Written problem 1: According to the Burnaby nature walk notice, where should participants meet for the Barnet Marine Park walk?
Written problem 2: Reproduce the stretch of the Burnaby nature walk notice from "Trips will focus" through "the group’s use.", swapping "binoculars" for "field glasses".

--- BEGIN Source extract ---

What a beautiful animal!

For more information on our local bobcats check out my earlier post on this Wild Cat in the City.

Exploring Burnaby’s Parks & Natural Areas program continues Saturday, January 13 with a walk to Barnet Marine Park

Winter Wildlife on Burrard Inlet at Barnet Marine Park

Burnaby has limited accessible salt water shoreline, but Barnet Marine Park offers the best we have in the City. Views over Burrard Inlet and its junction with Indian Arm can turn up many surprises in winter from wintering waterfowl, through loons and grebes to eagles, and maybe if we’re lucky, a Marbled Murrelet. The spectacular stands of black cottonwood trees here also harbour many of our wintering songbirds and other forest species. An important historical site in Burnaby, we’ll see what winter has to offer when all the summer crowds have departed.

Meet at the upper west parking lot. Turn immediately left off Takeda Drive after entering the park from Barnet Highway. Do not drive down to the lower part of the park where parking is restricted.

To register for this walk go to: www.burnaby.ca/webreg. Use barcode 461531. There is a nominal fee charged by the City for participation. Registration is required.

The walk will start at 9:00 am and finish at noon, and will cover approx 5 kms on level ground.

Barrow’s Goldeneyes

_________________________

A full schedule of the walks I will be leading is given below. I will post notices and registration information for these walks on this website nearer the dates they take place.

Exploring Burnaby’s Parks and Natural Areas
2017/2018 Fall/Winter program

Leader: George Clulow (BC Field Ornithologists) aka the Burnaby Bird Guy

Max participants per trip: 15 people

Participants should dress for the weather, and bring a drink and a snack. Trips go rain or shine.

Trips are approximately three hours, from 9:00 to 12:00, except where noted below.

Trips will focus on the wildlife and natural history of the City’s parks and wild areas, with a particular emphasis on Burnaby’s bird life.

Bring binoculars, and bird guides if you have them. The leader will have a spotting scope for the group’s use.

 

Winter Wildlife on Burrard Inlet at Barnet Marine Park – Saturday, 13 January 2018

Burnaby has limited accessible salt water shoreline, but Barnet Marine Park offers the best we have in the City. Views over Burrard Inlet and its junction with Indian Arm can turn up many surprises in winter from wintering waterfowl, through loons and grebes to eagles, and maybe if we’re lucky, a Marbled Murrelet. The spectacular stands of black cottonwood trees here also harbour many of our wintering songbirds and other forest species. An important historical site in Burnaby, we’ll see what winter has to offer when all the summer crowds have departed.

--- END Source extract ---
--- BEGIN Material ---

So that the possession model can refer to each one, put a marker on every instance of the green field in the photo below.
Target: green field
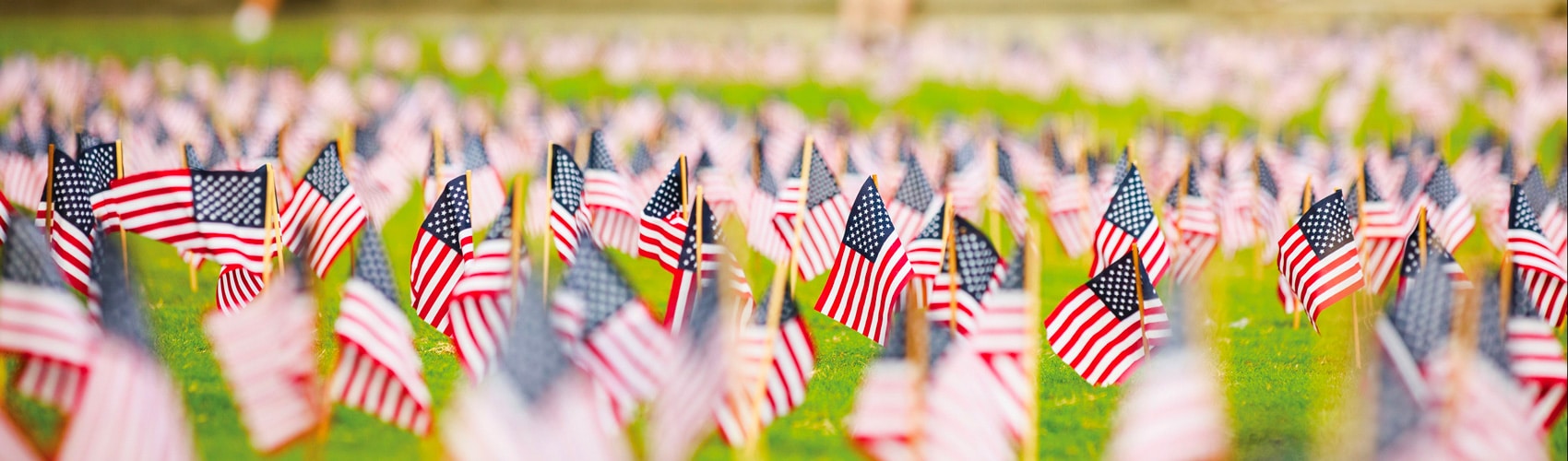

--- END Material ---

Written answer 1: At the upper west parking lot.

Written answer 2:
Trips will focus on the wildlife and natural history of the City’s parks and wild areas, with a particular emphasis on Burnaby’s bird life.

Bring field glasses, and bird guides if you have them. The leader will have a spotting scope for the group’s use.